Task list:
**A)** In the signature-identification thread, reproduce the passage that begins at the words "Jonathan, I'm guessing" and stops after the words "came up with.".
**B)** Using the signature-identification thread, state whether each statement agrees with it, answering yes or no and quoting the deciding words: (i) Lunasong found an autograph of Harold Craxton online to compare; (ii) Nina Milkina emigrated from Russia in 1926; (iii) Milkina made her first public appearance in Paris at the age of 11.

(Page excerpt begins)

# Help needed identifying signatures from the early 1930s



## Jonathan (Feb 5, 2012)

Hello everyone.
I have joined this form hoping some of may be able to identify some signatures in an old autograph book from around 1932. There are some sigs by John Barbirolli, Imogen Holst, Isabel Gray & Tubby Harold but there are others I can't identify as I am not really that knowledgeable on the subject. I have scanned the book so I have pics but I can only post 5 images here? Any help would be greatly appreciated.
All the best,
Jon


----------



## Lunasong (Mar 15, 2011)

Jonathan, I'm guessing the first page is pianist Nina Milkina (1919-2006). Please compare it to a Milkina signature currently on Ebay. The undated Ebay signature and this one dated 1955 are very similar and unfortunately not a close match to yours. But that's the best I came up with.

Milkina did study with Harold Craxton (see below) in London in the 1930s after her emigration from Russia in 1926. She would have been 14 years old at the time of this autograph. She was rather a prodigy:
_At the age of 10, she played to the visiting Rachmaninov, daring to perform one of his own preludes; she treasured the letter of recommendation he subsequently wrote for her. Aged 11, she made her first public appearance in Paris with the Lamoureux Orchestra._


----------



## Lunasong (Mar 15, 2011)

The second one may be pianist and composer Harold Craxton (1885-1971). I was unable to find an autograph of his online to compare. The third one is most probably his wife, Essie Craxton (1890-1977). It sure makes sense to find them together!

The fourth one (with Isabel Gray) probably pianist Claude Pollard. I was unable to find any biographical info on him except he was active during this time period. No autograph online to compare.

Your last one has me stumped. The last name looks like "Clay." I will need to know more background info about the circumstances or the location of the autograph to further help.

I really like the fact that Milkina, both Craxtons, and Pollard are found together in London in the time period indicated by the dates. It's a strong indication toward authenticating your autographs.


----------



## Jonathan (Feb 5, 2012)

Lunasong said:


> The second one may be pianist and composer Harold Craxton (1885-1971). I was unable to find an autograph of his online to compare. The third one is most probably his wife, Essie Craxton (1890-1977). It sure makes sense to find them together!

(Page excerpt ends)
(The data begins)

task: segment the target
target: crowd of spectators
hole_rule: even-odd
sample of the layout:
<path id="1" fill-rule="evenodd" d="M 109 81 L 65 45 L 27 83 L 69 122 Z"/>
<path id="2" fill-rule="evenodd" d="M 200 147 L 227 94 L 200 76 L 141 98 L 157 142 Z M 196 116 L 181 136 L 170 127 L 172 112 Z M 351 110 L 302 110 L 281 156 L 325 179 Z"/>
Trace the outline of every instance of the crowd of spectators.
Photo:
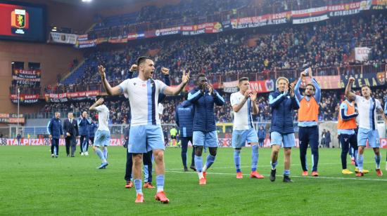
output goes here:
<path id="1" fill-rule="evenodd" d="M 127 43 L 120 50 L 92 53 L 87 58 L 84 67 L 80 67 L 82 75 L 75 83 L 51 87 L 51 90 L 46 88 L 46 92 L 55 92 L 53 88 L 59 93 L 100 89 L 99 65 L 106 67 L 110 82 L 120 83 L 127 77 L 136 58 L 144 55 L 153 56 L 156 70 L 161 67 L 170 69 L 172 84 L 179 82 L 184 70 L 191 72 L 191 76 L 200 72 L 215 76 L 210 80 L 212 82 L 219 81 L 218 75 L 224 76 L 223 81 L 235 80 L 228 75 L 236 74 L 258 74 L 254 77 L 260 80 L 275 79 L 274 72 L 293 73 L 307 67 L 312 67 L 317 75 L 354 75 L 360 70 L 354 69 L 353 65 L 360 64 L 351 55 L 355 47 L 371 48 L 368 60 L 361 62 L 363 65 L 378 67 L 387 62 L 386 25 L 386 16 L 376 14 L 284 26 L 268 29 L 265 34 L 250 29 L 138 41 Z M 251 40 L 253 45 L 248 44 Z M 291 74 L 288 77 L 298 72 Z M 156 72 L 155 78 L 160 79 L 160 73 Z"/>
<path id="2" fill-rule="evenodd" d="M 272 1 L 274 4 L 279 2 Z M 303 1 L 286 2 L 292 4 L 293 7 L 295 4 L 298 5 Z M 343 2 L 328 1 L 332 4 Z M 284 10 L 288 8 L 288 5 L 283 6 Z M 151 20 L 153 18 L 149 18 Z M 133 41 L 121 49 L 93 52 L 87 58 L 82 75 L 75 83 L 60 83 L 46 88 L 46 92 L 100 89 L 101 81 L 96 69 L 99 65 L 106 67 L 108 80 L 117 85 L 127 78 L 130 65 L 135 63 L 137 58 L 140 55 L 151 55 L 157 72 L 161 67 L 170 68 L 172 85 L 179 82 L 183 71 L 191 72 L 191 86 L 195 74 L 198 73 L 205 73 L 208 77 L 212 77 L 210 79 L 212 82 L 219 82 L 220 79 L 216 79 L 219 76 L 223 76 L 223 81 L 234 81 L 236 76 L 233 75 L 237 74 L 259 74 L 256 76 L 259 80 L 276 79 L 274 72 L 284 70 L 296 72 L 287 76 L 294 81 L 299 72 L 307 67 L 312 68 L 315 75 L 332 75 L 329 68 L 343 69 L 336 70 L 333 74 L 355 75 L 360 72 L 354 71 L 350 66 L 360 64 L 351 55 L 355 47 L 367 46 L 371 48 L 368 60 L 361 62 L 363 65 L 377 67 L 387 63 L 386 25 L 386 16 L 376 13 L 330 19 L 308 25 L 284 25 L 274 29 L 267 29 L 265 34 L 258 34 L 256 29 L 246 29 L 183 39 L 175 37 Z M 162 80 L 161 73 L 156 72 L 154 78 Z M 384 103 L 386 93 L 386 89 L 374 89 L 374 96 L 382 103 Z M 319 120 L 337 120 L 338 107 L 344 99 L 343 90 L 323 90 L 322 94 Z M 223 95 L 227 103 L 215 108 L 217 122 L 232 122 L 229 94 Z M 259 95 L 260 112 L 254 116 L 255 121 L 270 121 L 271 109 L 267 98 L 268 93 Z M 180 102 L 179 98 L 167 97 L 164 103 L 163 123 L 175 123 L 175 109 Z M 110 109 L 111 123 L 128 123 L 129 111 L 127 100 L 120 97 L 107 103 Z M 59 109 L 76 112 L 90 105 L 90 102 L 51 103 L 47 104 L 42 112 L 52 112 Z M 295 115 L 297 119 L 297 112 Z"/>
<path id="3" fill-rule="evenodd" d="M 134 32 L 223 22 L 355 1 L 358 0 L 182 0 L 176 5 L 146 6 L 131 13 L 98 16 L 89 38 L 125 36 Z"/>
<path id="4" fill-rule="evenodd" d="M 360 95 L 360 90 L 356 91 Z M 215 106 L 217 123 L 231 123 L 233 121 L 233 112 L 229 102 L 229 93 L 222 94 L 226 103 L 224 106 Z M 384 104 L 384 98 L 387 95 L 387 89 L 375 88 L 372 91 L 372 97 L 378 99 L 382 104 Z M 271 120 L 271 109 L 268 104 L 269 93 L 258 95 L 258 105 L 259 112 L 253 116 L 253 120 L 258 122 L 268 122 Z M 323 90 L 322 91 L 321 102 L 319 103 L 319 121 L 337 121 L 340 104 L 345 100 L 343 90 Z M 59 111 L 63 112 L 72 112 L 78 115 L 83 111 L 87 111 L 93 102 L 78 102 L 68 103 L 49 103 L 42 108 L 42 112 L 53 113 Z M 175 108 L 182 102 L 182 98 L 176 97 L 167 97 L 163 102 L 164 107 L 163 114 L 161 117 L 162 123 L 175 123 Z M 109 121 L 111 124 L 129 123 L 130 119 L 130 110 L 129 102 L 123 97 L 106 100 L 106 106 L 110 110 Z M 97 120 L 96 113 L 93 112 L 91 117 Z M 295 112 L 295 119 L 297 119 L 298 114 Z"/>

(The data ends)

Answers to the tasks:
**A)**
Jonathan, I'm guessing the first page is pianist Nina Milkina (1919-2006). Please compare it to a Milkina signature currently on Ebay. The undated Ebay signature and this one dated 1955 are very similar and unfortunately not a close match to yours. But that's the best I came up with.

**B)**
(i) No: "I was unable to find an autograph of his online to compare."
(ii) Yes: "after her emigration from Russia in 1926."
(iii) Yes: "Aged 11, she made her first public appearance in Paris with the Lamoureux Orchestra."